▶ _WORK REQUIRED_:
Return all of the data exactly, with nothing left out but the pictures.

▶ _SUPPLIED ENTRIES_:
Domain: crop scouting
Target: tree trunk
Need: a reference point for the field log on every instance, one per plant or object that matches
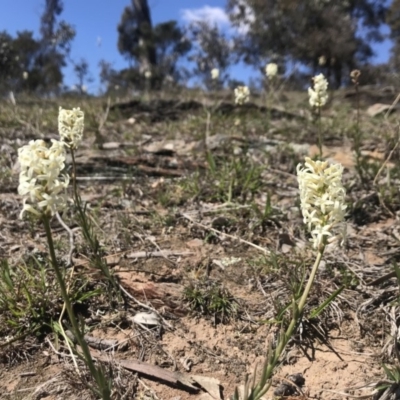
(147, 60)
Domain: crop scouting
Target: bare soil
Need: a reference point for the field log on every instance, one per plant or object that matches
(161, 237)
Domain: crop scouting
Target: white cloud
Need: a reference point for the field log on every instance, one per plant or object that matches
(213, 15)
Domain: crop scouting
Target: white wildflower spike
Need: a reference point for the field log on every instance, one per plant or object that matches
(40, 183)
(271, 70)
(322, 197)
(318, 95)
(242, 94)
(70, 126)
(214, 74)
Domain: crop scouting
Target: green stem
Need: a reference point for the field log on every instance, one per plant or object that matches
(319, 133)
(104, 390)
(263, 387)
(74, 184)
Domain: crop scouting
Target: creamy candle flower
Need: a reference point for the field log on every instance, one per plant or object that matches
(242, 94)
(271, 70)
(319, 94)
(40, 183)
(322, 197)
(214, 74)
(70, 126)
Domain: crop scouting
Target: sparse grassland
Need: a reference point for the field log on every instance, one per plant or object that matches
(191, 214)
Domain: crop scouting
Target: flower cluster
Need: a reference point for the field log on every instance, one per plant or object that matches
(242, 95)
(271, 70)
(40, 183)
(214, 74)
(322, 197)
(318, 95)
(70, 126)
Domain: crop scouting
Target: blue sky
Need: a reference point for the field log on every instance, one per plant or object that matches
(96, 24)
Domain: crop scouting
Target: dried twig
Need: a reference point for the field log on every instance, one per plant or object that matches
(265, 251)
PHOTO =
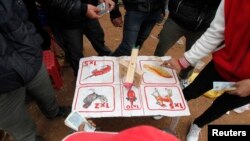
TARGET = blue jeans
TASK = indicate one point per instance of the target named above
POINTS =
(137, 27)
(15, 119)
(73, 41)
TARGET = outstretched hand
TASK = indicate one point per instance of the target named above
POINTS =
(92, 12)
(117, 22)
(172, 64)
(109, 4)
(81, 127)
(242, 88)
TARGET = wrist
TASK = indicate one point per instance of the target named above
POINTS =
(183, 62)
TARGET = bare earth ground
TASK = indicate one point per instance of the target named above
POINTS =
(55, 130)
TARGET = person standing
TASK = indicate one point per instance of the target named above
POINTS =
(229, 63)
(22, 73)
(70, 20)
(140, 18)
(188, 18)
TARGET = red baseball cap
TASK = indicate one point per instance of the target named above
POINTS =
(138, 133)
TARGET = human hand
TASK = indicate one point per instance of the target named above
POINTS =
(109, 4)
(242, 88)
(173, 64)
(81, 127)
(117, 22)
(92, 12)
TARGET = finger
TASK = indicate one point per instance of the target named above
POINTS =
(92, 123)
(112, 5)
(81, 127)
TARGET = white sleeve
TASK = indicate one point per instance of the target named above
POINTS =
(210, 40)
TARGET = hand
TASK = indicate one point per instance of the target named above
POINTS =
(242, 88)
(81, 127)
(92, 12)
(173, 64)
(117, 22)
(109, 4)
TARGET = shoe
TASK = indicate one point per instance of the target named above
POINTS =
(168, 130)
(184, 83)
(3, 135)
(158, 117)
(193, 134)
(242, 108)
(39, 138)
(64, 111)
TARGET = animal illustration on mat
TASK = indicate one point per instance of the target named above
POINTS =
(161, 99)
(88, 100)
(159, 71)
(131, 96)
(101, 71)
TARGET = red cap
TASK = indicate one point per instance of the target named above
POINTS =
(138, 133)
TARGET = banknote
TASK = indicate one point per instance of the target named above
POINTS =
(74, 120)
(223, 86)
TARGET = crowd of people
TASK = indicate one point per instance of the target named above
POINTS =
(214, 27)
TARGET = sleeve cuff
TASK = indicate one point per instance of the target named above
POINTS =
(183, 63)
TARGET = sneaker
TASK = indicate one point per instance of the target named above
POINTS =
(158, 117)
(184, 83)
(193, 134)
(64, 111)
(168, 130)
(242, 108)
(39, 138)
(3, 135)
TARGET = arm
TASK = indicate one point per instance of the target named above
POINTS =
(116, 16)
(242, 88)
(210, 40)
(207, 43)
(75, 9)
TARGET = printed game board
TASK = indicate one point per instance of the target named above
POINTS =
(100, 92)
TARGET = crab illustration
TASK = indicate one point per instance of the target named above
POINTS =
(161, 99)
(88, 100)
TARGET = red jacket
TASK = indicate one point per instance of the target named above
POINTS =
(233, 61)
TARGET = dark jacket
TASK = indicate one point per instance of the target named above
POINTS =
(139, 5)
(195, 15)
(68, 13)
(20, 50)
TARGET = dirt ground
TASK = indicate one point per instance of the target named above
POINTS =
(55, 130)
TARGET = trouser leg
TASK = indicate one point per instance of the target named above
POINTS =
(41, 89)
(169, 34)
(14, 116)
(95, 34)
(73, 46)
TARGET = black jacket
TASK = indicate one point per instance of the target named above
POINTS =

▶ _ANSWER TO THIS TASK_:
Domain: crop scouting
Target: tree trunk
Need: a reference point for the field log on every instance, one per plant or object that matches
(147, 60)
Domain: crop scouting
Target: bare soil
Need: a reference point for the field log on every instance, one per plant or object that matches
(161, 237)
Domain: crop scouting
Target: white cloud
Need: a reference point for the field log on every instance, one per plant or object that matches
(213, 15)
Domain: crop scouting
Target: white wildflower spike
Need: a reference point for the field log on every instance, one per plant or object that matches
(40, 183)
(271, 70)
(322, 197)
(318, 95)
(242, 94)
(70, 126)
(214, 74)
Domain: crop scouting
Target: green stem
Need: a reference point for the field log on every instance, one per plant or object that matches
(319, 133)
(104, 390)
(263, 387)
(74, 184)
Domain: crop scouting
Target: creamy candle flower
Need: a reference point for the field log on every instance, one per plant or object that matches
(242, 94)
(271, 70)
(319, 94)
(40, 183)
(322, 197)
(214, 74)
(70, 126)
Domain: crop scouting
Target: sparse grassland
Need: a reference point for the field log on every instance, one per plant or object that matches
(191, 214)
Domain: crop scouting
Target: flower cluster
Need: a reference point for the field log on every instance, one per plant or object that matches
(242, 95)
(271, 70)
(40, 183)
(214, 74)
(322, 197)
(318, 95)
(70, 126)
Domain: crop scouting
Target: blue sky
Need: a reference point for the field log on every instance, one per plant or object that matches
(96, 24)
Domain: crop scouting
Target: dried twig
Need: a reference point for the field log on every instance, one per plant or object that matches
(265, 251)
PHOTO =
TARGET = blue jeans
TASK = indicate one point per instance of the target named above
POINTS =
(137, 27)
(15, 119)
(73, 41)
TARGET = outstretched hand
TASK = indicate one point per instance of the target named above
POINTS =
(92, 12)
(117, 22)
(172, 64)
(109, 4)
(81, 127)
(242, 88)
TARGET = wrist
TASK = indicate one point per instance of the target named above
POINTS =
(183, 62)
TARGET = bare earth ground
TASK = indicate one point per instance of the target named above
POINTS =
(55, 130)
TARGET = person standing
TASK = indicate one point per instance of the target named above
POINTS =
(229, 63)
(22, 73)
(70, 20)
(140, 18)
(188, 18)
TARGET = red baseball cap
TASK = indicate one point per instance of the target named above
POINTS =
(138, 133)
TARGET = human hand
TASK = indicate one point per instance of the target named above
POINTS =
(109, 4)
(242, 88)
(173, 64)
(81, 127)
(117, 22)
(92, 12)
TARGET = finger
TASK = indicate one point per instance of the target named above
POINTS =
(92, 123)
(112, 5)
(81, 127)
TARGET = white sleeve
TASK = indicate one point per instance of the target named above
POINTS =
(210, 40)
TARGET = hand
TASK = indicate one point per instance of the target named above
POINTS =
(242, 88)
(81, 127)
(92, 12)
(173, 64)
(117, 22)
(109, 4)
TARGET = shoe
TASK = indicate one point per instance of the target named above
POINTS =
(168, 130)
(184, 83)
(3, 135)
(158, 117)
(193, 134)
(242, 108)
(39, 138)
(64, 111)
TARGET = animal illustration on mat
TASK = indicate one point per instance of the target named above
POINTS =
(161, 99)
(88, 100)
(159, 71)
(131, 96)
(101, 71)
TARGET = red cap
TASK = indicate one point per instance of the target named above
POINTS =
(138, 133)
TARGET = banknote
TASK = indicate one point per instance of the target named above
POINTS =
(74, 120)
(223, 86)
TARGET = crowd of people
TASK = indicate one point per instance of the target named above
POINTS =
(214, 27)
TARGET = sleeve cuff
TASK = indicate one point per instance of the target named above
POINTS =
(183, 63)
TARGET = sneaker
TASK = indicate one point per instance of the target named above
POINTS =
(158, 117)
(184, 83)
(193, 134)
(64, 111)
(168, 130)
(242, 108)
(39, 138)
(3, 135)
TARGET = arm
TASK = indicate one point per instance of the target named above
POINTS =
(116, 16)
(242, 88)
(210, 40)
(207, 43)
(75, 9)
TARGET = printed game board
TASK = indicate one point per instance of the target named above
POINTS =
(100, 92)
TARGET = crab illustration
TASK = indicate one point per instance of the target named above
POINTS =
(161, 99)
(88, 100)
TARGET = red jacket
TASK = indicate one point per instance of the target named above
POINTS =
(233, 61)
TARGET = dark jacket
TASK = indicate one point per instance of the target named above
POINTS =
(139, 5)
(195, 15)
(68, 13)
(20, 50)
TARGET = dirt ground
TASK = indicate one point per instance of the target named above
POINTS =
(55, 130)
TARGET = trouser leg
TASK = indicate one point per instance of the target named above
POINTS =
(41, 89)
(169, 34)
(14, 116)
(95, 34)
(73, 46)
TARGET = black jacket
TASK = indicate one point per instance of the target named above
POINTS =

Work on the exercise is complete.